-- Start of Provided records --
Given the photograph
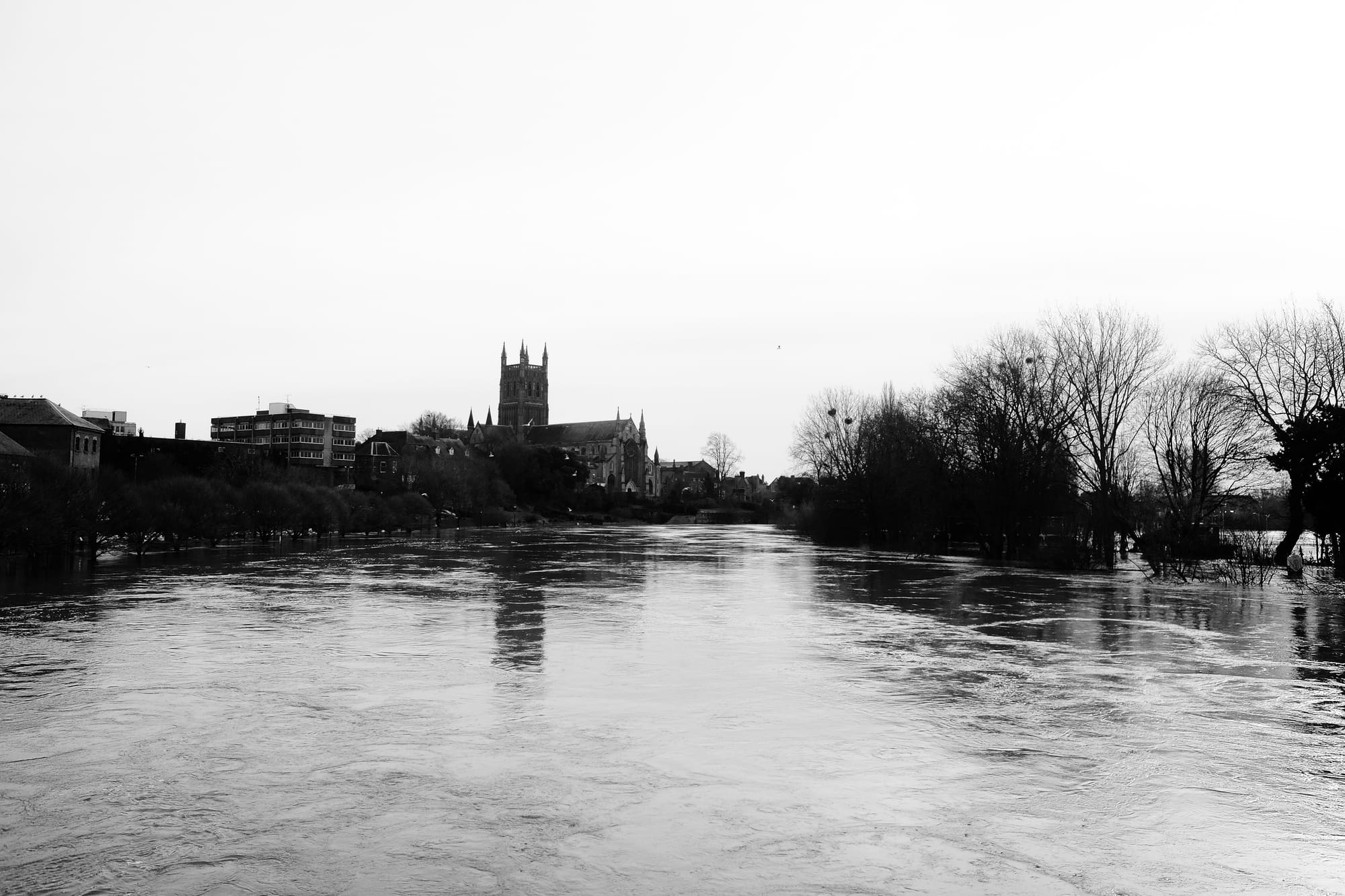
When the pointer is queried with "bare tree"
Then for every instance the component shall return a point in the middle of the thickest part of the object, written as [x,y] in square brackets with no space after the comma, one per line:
[722,454]
[1108,358]
[1284,368]
[1007,421]
[827,439]
[434,423]
[1203,446]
-- End of Provided records --
*Aim of the exercise*
Copy the material above word for word and line for line, leaving the picture out of your answer.

*Exercise result*
Given the photograph
When the pointer is queried with "bare tree"
Then for every instance the component shall return a point in the middle of the thickest part of the object, written as [x,y] in square brackets with no space after the comma, one per line:
[722,454]
[1108,358]
[1284,368]
[1007,421]
[827,439]
[434,423]
[1203,446]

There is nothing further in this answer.